**GIVEN PROBLEM**
Could you pull out, verbatim, the stretch of the material that opens with the line containing "find | propeller plane artwork" and runs through the last line, with both of those lines included?

[begin RECORDS FOR THE TASK]

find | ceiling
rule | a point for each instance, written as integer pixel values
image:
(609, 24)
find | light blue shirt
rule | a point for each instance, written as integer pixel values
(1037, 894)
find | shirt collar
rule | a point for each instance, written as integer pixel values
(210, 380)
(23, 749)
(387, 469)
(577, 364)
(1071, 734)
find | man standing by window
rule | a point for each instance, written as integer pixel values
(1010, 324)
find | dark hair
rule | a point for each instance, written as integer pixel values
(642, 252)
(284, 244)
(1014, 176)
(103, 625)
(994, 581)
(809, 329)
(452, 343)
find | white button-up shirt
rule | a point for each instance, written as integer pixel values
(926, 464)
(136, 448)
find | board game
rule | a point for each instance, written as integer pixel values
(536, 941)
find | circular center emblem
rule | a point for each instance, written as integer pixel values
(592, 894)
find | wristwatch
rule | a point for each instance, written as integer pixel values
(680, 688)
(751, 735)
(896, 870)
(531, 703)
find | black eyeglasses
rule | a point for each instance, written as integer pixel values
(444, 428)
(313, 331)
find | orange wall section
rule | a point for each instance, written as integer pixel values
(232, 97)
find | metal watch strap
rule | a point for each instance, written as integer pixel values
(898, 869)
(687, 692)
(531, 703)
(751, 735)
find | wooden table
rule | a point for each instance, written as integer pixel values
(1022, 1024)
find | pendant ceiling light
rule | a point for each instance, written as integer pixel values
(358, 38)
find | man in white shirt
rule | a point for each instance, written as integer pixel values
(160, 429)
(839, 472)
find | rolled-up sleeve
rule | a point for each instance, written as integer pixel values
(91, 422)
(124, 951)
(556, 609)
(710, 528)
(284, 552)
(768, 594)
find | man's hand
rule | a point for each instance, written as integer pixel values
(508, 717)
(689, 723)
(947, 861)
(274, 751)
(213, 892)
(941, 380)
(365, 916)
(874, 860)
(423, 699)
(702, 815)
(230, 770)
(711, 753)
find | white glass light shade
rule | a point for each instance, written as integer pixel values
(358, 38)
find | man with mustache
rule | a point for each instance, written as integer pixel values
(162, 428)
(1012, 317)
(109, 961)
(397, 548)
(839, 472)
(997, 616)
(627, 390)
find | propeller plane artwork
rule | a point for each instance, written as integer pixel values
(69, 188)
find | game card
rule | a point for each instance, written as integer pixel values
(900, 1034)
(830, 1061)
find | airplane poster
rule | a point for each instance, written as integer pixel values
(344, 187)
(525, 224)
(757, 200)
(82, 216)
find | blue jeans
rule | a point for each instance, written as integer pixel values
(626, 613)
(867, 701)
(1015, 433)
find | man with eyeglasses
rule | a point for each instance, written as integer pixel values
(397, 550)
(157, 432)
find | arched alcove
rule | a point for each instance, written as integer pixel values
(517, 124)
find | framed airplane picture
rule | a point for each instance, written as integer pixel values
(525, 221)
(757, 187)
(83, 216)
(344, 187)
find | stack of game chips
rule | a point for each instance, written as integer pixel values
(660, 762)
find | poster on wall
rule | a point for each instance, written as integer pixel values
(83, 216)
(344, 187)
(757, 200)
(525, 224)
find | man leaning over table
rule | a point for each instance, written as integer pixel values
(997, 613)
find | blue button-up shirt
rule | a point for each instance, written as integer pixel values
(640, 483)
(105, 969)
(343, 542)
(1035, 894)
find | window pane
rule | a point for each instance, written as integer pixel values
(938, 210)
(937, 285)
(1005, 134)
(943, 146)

[end RECORDS FOR THE TASK]

**OUTPUT OF THE EXERCISE**
find | propeller plane artwork
rule | a point for each instance, written as integer pixel values
(69, 188)
find | game card
rule | a point for each instance, written as integer pixel values
(900, 1034)
(830, 1061)
find | airplane poster
rule | a point for each instance, written as integer pixel values
(344, 187)
(525, 224)
(757, 200)
(82, 216)
find | blue jeans
rule | a point for each instance, written as integer pixel values
(626, 613)
(867, 701)
(1015, 433)
find | man with eyeglasses
rule | a point for each instance, written as integer pixel values
(397, 550)
(157, 432)
find | arched alcove
rule | a point for each instance, written as integer pixel values
(517, 124)
find | framed airplane picture
rule | a point for each instance, written as integer pixel values
(525, 221)
(757, 187)
(83, 216)
(344, 187)
find | stack of game chips
rule | a point for each instance, written as integer pixel values
(660, 762)
find | poster on wall
rule | a point for each instance, written as integer pixel values
(83, 216)
(344, 187)
(757, 200)
(525, 224)
find | man leaning over table
rule | a point for each instance, written as integer pixel values
(997, 613)
find | blue button-up shirt
rule | a point for each instance, written as integer pixel values
(640, 483)
(105, 969)
(343, 542)
(1035, 894)
find | window pane
rule | a point for each instance, written as integer pixel values
(938, 210)
(937, 285)
(1005, 134)
(943, 146)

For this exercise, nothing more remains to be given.